>> begin Input records

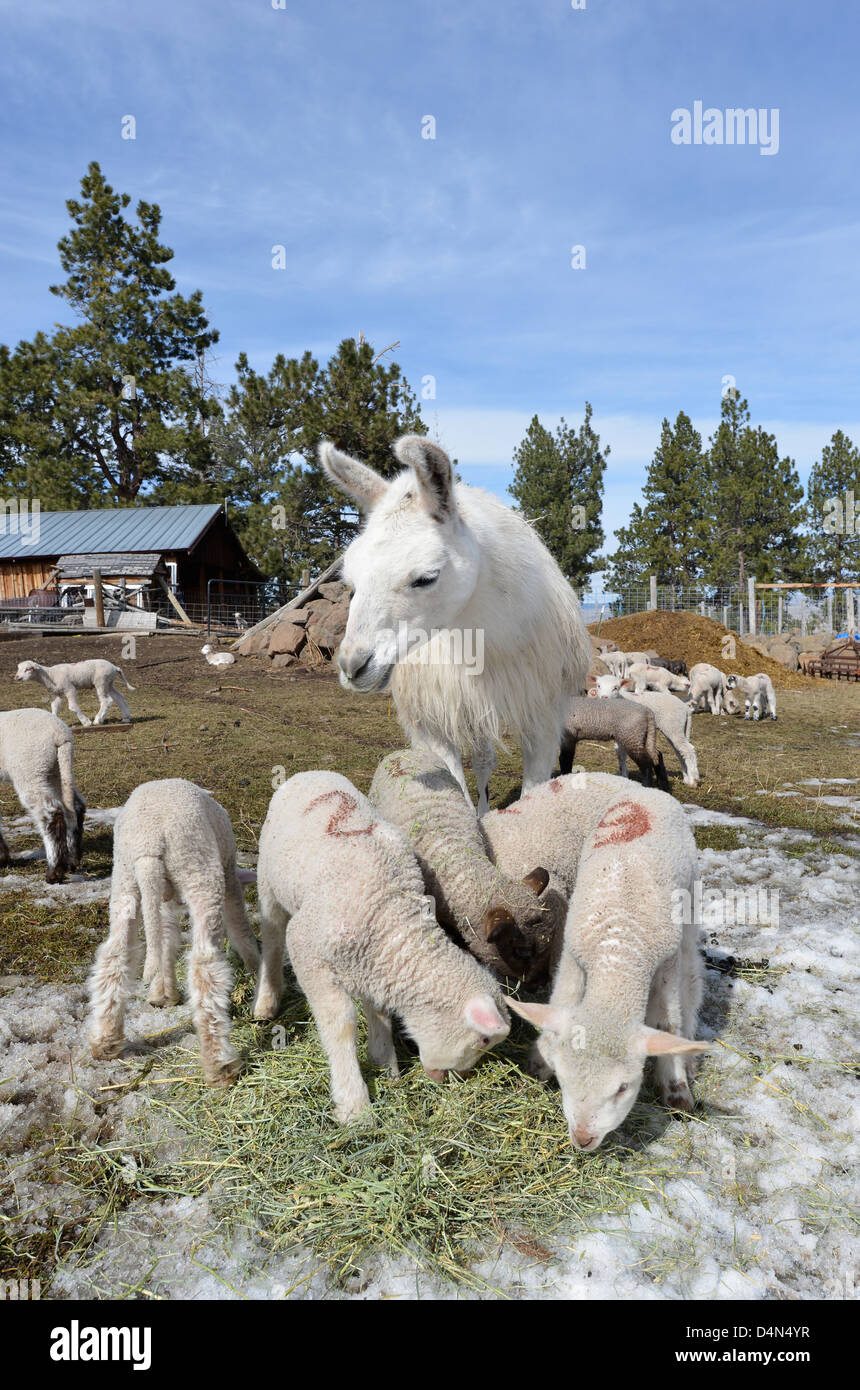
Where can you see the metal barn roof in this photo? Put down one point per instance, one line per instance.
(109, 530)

>> end Input records
>> begin Input records

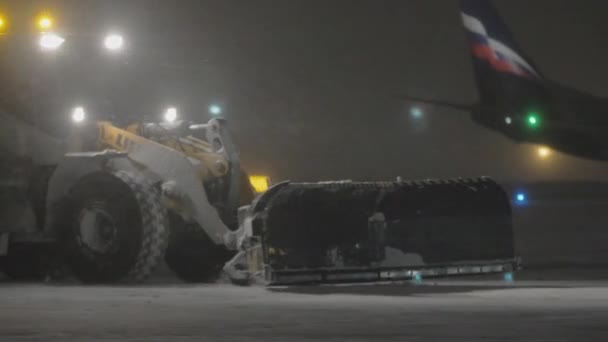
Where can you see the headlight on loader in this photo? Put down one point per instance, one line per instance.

>> end Input records
>> begin Input records

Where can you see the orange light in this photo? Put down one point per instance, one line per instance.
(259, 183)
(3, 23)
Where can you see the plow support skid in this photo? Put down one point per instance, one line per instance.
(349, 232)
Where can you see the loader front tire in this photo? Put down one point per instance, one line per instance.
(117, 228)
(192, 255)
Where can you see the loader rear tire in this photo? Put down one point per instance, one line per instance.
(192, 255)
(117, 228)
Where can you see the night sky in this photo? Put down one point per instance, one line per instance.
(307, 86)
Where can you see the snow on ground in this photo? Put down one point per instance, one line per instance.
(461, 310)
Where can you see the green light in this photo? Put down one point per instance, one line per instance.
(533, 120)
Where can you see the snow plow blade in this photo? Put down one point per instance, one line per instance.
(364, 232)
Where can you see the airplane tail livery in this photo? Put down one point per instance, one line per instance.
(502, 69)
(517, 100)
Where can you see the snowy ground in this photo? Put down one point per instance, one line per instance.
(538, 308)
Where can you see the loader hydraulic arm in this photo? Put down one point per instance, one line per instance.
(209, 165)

>> end Input records

- **Exercise objective**:
Count the lines of the records above that contain the string "ground", and reply with only that number.

- **Exercise answer**:
2